■ Extrait du texte
En bref, le Psautier d'Eadwine suggère que le Jésus-Christ Biblique puisse camoufler un avatar champignon mais seulement s'il est considéré comme un personnage mystique et mythique et non pas comme un messie historique avec une mission sacrificielle. Se pourrait-il que cela ait été la finalité de l'insertion de la crucifixion inversée dans le psautier? Serait-ce pour renverser toute l'histoire du Fils de Dieu et pour réfuter, ou au moins pour défier, la doctrine du sacrifice messianique? L'histoire de l'utilisation d'imagerie religieuse inversée, par de supposés cultes satanistes et hérétiques, confirme ma vision selon laquelle l'inversion est une façon de défier une doctrine reçue et de présenter une position opposée. Le pentagramme inversé est l'exemple le plus parlant de cette stratégie. La pointe en haut, il signifiait (entre autres choses) le Saint Ange Gardien, un gardien astral qui s'intègre aisément aux hiérarchies célestes Chrétiennes. La pointe en bas, avec les deux pointes supérieures représentant les cornes d'une chèvre, il représente les pouvoirs chtoniques de ce monde, plus particulièrement Pan, le dieu-chèvre archaïque que les idéologues Chrétiens pervertirent en une personnification du Diable.

■ Consignes à suivre
D'après l'extrait sur le Psautier d'Eadwine, que signifiait notamment le pentagramme la pointe en haut ?

Entrées de données recueillies:

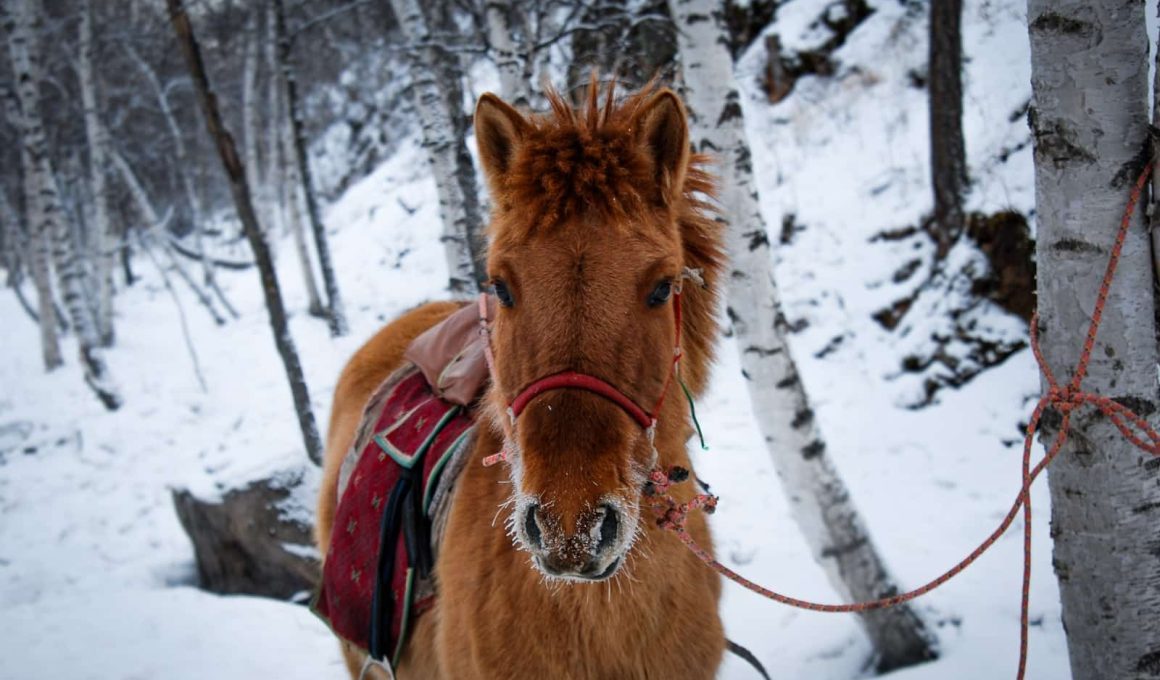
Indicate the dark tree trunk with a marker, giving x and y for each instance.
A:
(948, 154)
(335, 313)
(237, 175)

---

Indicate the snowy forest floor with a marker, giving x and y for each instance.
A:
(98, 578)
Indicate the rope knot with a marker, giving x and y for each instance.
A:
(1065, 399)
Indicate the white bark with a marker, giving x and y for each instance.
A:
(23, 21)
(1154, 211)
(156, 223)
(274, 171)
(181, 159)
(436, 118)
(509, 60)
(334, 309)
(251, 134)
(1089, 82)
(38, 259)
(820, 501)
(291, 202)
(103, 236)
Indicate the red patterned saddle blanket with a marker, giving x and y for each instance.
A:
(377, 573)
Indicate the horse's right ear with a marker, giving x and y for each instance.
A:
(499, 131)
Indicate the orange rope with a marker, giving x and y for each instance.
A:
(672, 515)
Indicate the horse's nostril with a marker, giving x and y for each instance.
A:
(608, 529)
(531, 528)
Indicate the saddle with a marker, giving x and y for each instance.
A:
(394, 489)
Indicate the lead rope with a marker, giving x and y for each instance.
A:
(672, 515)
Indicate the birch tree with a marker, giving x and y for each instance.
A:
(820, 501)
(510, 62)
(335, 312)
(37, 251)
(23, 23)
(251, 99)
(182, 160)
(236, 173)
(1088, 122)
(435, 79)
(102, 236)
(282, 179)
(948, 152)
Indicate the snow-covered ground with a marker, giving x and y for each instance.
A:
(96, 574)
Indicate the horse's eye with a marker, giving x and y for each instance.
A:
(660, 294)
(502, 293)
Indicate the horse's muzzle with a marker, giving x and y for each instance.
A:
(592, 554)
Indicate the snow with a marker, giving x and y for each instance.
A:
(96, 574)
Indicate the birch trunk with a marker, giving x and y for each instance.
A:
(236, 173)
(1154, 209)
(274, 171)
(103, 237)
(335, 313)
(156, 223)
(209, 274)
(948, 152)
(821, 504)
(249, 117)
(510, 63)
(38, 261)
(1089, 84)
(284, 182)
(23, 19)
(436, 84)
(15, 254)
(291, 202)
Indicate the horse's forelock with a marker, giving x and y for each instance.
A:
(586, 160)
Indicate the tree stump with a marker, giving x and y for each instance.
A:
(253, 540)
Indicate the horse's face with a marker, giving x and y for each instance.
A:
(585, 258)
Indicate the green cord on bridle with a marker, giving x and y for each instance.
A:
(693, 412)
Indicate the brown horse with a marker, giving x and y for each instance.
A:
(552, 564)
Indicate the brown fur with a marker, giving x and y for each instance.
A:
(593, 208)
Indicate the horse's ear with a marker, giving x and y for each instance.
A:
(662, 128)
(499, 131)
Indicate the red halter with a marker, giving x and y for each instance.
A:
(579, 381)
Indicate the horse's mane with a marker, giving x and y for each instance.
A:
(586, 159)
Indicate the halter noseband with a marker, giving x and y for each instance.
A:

■ Réponse
Le Saint Ange Gardien, un gardien astral qui s'intègre aisément aux hiérarchies célestes chrétiennes.